## Consigne A
Recopiez fidèlement le passage du reportage qui commence par "Daniel, retraité de" et se termine par "BOY / FRANCETV INFO)".
## Consigne B
D'après le reportage, pour quel parti Daniel a-t-il toujours voté auparavant ?
## Consigne C
Indiquez si chacune des affirmations suivantes s'accorde avec le reportage, en répondant par oui ou par non et en citant les mots décisifs : (i) Dominique a quitté l'an dernier une fabrique de bobines de cuivre ; (ii) Didier dit pour qui il a voté ; (iii) selon Manoëlle Martin, les électeurs croisés mardi matin sont plutôt des retraités.

## Texte fourni
Il faut insister un peu pour que Dominique, plongé dans son journal au comptoir du PMU, nous chuchote : "Vous savez pour qui j'ai voté ? J'ai voté Front national." Il montre fièrement une photo du Courrier picard où il apparaît en arrière-plan de Marine Le Pen. Et évoque la fabrique de bobines de cuivre qu'il a quittée l'an dernier, "qui est en train de se casser la gueule". "L'Etat ne veut pas les aider." Daniel, lui aussi, demande du changement : "J'ai toujours voté RPR" – il travaillait à la mairie – "mais j'en ai ras le bol. Pour savoir ce qu'une personne vaut, il faut l'essayer." Un troisième électeur, Didier, refuse de révéler son vote, mais, pour lui, le résultat de dimanche "parle de lui-même".

Daniel, retraité de 60 ans, rencontré le 8 décembre 2015, sur le marché de Senlis (Oise), assume d'avoir voté pour le Front national. (LOUIS BOY / FRANCETV INFO)

"Tu sais bien mes opinions sur la dégradation de ce pays", lance-t-il à un responsable local des Républicains, qui ne tente même pas de le convaincre, et soupire : "Quand on l'écoute, c'est Marine, Marine, Marine…" Est-il possible de faire changer d'avis les électeurs FN ? Les militants sont partagés. "Ceux qui me disent 'j'ai une photo avec Marine Le Pen, je suis fan', ils sont braqués, c'est pas la peine d'essayer", regrette Samir. Mais tous veulent croire à ces électeurs qui ont voté FN "par colère", mais reviendraient vers la droite au second tour. Manoëlle Martin en a croisé plusieurs mardi matin : "Ce sont plutôt des jeunes, qui entrent dans la vie active et ont du mal à boucler leurs fins de mois."

Entrées de données enregistrées:
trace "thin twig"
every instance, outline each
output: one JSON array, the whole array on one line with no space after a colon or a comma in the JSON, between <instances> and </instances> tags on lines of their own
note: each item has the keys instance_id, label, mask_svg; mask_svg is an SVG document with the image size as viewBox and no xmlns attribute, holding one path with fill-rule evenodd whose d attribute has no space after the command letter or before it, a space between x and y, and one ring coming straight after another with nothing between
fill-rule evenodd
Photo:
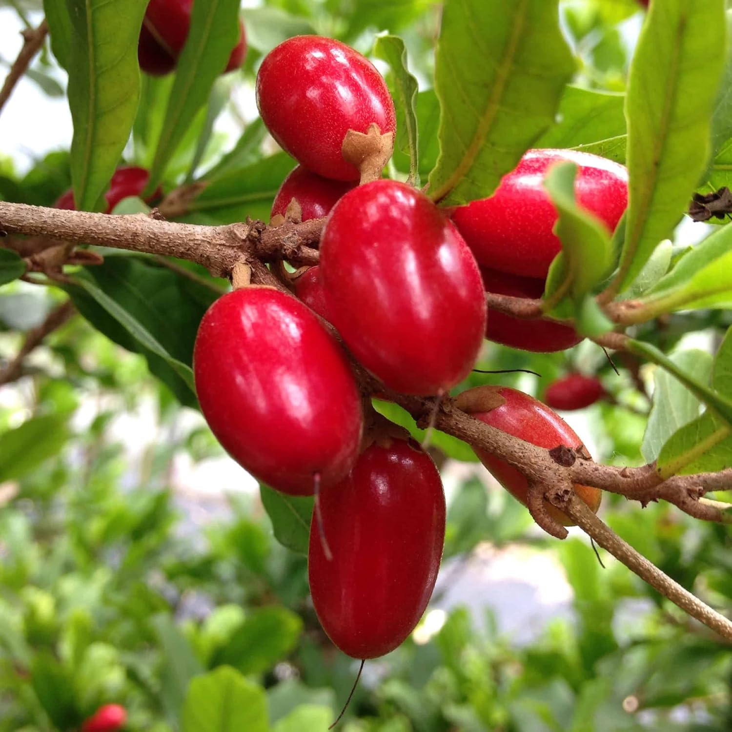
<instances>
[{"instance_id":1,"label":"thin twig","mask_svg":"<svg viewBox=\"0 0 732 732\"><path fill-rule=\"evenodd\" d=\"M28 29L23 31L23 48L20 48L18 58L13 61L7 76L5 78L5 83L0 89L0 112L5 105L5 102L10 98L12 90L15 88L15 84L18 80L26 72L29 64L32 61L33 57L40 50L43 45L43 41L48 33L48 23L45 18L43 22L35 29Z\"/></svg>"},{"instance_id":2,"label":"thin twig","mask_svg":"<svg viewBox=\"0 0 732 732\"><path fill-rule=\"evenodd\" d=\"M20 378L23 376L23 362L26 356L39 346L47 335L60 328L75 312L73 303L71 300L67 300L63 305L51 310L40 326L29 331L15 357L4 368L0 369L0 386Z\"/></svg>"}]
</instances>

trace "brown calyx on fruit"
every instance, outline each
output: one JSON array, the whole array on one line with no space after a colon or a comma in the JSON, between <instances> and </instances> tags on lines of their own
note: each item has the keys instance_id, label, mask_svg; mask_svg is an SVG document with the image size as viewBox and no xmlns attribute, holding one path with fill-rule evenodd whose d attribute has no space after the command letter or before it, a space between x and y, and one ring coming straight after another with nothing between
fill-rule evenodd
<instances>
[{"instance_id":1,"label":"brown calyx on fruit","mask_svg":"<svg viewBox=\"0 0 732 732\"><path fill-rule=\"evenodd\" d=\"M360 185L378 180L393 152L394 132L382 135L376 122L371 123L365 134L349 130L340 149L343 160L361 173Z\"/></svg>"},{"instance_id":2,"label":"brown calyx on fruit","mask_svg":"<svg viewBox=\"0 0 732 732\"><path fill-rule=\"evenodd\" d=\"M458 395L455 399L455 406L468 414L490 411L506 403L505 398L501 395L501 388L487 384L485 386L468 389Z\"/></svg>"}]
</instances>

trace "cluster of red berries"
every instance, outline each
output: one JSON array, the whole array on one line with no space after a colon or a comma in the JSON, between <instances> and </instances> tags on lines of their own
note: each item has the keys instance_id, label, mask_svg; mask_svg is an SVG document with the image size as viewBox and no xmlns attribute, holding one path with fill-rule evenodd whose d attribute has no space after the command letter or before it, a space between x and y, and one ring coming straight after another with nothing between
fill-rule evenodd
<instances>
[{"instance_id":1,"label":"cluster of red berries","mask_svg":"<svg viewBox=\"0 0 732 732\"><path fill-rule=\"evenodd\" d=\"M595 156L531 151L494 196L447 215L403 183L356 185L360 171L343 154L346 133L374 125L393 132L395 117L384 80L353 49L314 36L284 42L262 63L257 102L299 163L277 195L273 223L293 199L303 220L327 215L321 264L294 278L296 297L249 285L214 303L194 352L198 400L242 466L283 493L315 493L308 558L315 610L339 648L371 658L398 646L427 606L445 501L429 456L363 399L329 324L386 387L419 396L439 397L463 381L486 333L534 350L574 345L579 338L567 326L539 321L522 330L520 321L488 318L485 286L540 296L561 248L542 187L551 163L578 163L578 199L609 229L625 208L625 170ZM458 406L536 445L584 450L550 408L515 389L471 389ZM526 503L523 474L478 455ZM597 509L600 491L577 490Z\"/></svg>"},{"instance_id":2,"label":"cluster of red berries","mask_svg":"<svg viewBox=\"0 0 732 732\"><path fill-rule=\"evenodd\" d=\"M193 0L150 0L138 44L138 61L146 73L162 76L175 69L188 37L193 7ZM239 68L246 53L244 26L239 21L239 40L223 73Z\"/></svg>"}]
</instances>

## Corrigé A
Daniel, retraité de 60 ans, rencontré le 8 décembre 2015, sur le marché de Senlis (Oise), assume d'avoir voté pour le Front national. (LOUIS BOY / FRANCETV INFO)

## Corrigé B
Il a toujours voté RPR.

## Corrigé C
(i) Oui : "la fabrique de bobines de cuivre qu'il a quittée l'an dernier".
(ii) Non : "Didier, refuse de révéler son vote".
(iii) Non : "Ce sont plutôt des jeunes, qui entrent dans la vie active".